(CHALLENGE) Collect every line of the data below that contains the word "garnish", treating uppercase and lowercase as different.

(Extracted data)
--------------------

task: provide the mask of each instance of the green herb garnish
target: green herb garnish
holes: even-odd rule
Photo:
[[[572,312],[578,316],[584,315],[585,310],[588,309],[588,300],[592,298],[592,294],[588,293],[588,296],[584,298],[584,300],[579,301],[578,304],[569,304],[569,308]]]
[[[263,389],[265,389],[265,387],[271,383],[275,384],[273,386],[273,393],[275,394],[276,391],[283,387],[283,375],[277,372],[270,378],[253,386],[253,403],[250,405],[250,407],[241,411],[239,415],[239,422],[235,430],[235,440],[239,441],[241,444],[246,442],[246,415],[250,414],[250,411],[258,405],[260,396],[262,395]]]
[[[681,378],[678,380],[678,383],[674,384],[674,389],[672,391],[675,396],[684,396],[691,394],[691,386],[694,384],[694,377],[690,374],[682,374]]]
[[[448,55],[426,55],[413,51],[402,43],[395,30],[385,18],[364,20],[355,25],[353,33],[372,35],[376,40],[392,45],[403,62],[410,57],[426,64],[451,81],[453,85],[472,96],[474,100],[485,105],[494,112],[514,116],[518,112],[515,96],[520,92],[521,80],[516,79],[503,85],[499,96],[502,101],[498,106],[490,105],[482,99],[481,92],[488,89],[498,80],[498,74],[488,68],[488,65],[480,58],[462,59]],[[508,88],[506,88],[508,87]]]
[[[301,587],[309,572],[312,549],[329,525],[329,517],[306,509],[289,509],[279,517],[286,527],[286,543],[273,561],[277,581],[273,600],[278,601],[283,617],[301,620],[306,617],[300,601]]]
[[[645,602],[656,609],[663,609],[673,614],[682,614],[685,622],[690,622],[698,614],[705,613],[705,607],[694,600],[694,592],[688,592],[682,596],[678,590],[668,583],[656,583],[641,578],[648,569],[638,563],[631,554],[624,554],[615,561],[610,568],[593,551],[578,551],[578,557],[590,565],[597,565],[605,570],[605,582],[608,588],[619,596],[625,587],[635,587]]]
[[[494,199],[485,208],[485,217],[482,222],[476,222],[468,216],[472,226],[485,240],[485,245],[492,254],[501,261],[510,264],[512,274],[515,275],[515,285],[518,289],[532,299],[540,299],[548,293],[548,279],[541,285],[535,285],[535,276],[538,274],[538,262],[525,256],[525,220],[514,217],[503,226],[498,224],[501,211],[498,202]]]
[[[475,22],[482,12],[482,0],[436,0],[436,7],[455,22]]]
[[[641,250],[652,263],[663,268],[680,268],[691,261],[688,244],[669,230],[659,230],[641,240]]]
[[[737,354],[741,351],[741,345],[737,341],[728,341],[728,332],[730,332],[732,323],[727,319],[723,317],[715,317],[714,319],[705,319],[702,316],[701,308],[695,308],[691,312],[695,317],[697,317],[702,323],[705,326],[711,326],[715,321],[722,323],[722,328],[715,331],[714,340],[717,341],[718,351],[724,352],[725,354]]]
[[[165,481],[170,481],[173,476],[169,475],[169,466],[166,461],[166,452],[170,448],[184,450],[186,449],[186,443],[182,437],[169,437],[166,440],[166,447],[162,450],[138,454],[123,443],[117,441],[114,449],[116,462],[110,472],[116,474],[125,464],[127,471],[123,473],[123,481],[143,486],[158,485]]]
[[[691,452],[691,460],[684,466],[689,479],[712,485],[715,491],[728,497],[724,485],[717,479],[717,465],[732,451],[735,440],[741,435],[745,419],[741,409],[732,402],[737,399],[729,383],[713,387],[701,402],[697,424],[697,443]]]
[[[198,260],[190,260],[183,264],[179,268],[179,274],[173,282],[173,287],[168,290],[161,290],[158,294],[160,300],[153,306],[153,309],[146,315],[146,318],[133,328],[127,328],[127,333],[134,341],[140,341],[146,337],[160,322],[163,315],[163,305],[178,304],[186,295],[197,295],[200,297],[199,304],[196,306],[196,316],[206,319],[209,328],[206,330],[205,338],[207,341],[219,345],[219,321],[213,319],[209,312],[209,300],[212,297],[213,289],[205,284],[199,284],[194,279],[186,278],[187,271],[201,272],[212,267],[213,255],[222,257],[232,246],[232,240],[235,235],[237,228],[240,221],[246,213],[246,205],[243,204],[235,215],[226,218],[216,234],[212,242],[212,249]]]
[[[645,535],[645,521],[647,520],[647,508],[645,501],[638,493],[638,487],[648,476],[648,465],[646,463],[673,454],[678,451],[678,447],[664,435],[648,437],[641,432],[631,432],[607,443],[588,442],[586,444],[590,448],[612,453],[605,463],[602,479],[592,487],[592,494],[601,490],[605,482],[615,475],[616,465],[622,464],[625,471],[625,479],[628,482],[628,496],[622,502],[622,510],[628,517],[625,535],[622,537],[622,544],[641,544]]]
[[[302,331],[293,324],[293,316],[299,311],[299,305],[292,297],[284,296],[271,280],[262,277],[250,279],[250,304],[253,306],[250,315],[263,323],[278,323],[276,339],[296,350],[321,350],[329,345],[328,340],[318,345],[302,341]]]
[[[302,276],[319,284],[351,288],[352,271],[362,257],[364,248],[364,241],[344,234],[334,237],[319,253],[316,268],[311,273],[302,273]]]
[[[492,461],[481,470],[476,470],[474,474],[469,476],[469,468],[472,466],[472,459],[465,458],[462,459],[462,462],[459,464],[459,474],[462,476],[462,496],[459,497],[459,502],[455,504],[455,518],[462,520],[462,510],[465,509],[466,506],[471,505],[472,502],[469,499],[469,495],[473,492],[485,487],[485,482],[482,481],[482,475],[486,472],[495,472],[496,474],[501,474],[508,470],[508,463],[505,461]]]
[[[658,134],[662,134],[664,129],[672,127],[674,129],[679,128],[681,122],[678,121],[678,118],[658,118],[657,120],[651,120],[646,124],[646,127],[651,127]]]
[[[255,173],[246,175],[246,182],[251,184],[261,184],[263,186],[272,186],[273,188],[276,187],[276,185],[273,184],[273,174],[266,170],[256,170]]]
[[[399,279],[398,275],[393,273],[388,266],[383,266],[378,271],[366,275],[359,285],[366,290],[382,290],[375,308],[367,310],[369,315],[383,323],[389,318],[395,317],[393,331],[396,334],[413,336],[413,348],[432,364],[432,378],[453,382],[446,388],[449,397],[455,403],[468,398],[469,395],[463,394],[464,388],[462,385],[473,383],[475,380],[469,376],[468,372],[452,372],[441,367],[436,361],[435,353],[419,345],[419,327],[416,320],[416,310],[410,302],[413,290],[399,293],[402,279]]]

--------------------

(ANSWER TO THE TASK)
task: provide the mask of each instance of the green herb garnish
target: green herb garnish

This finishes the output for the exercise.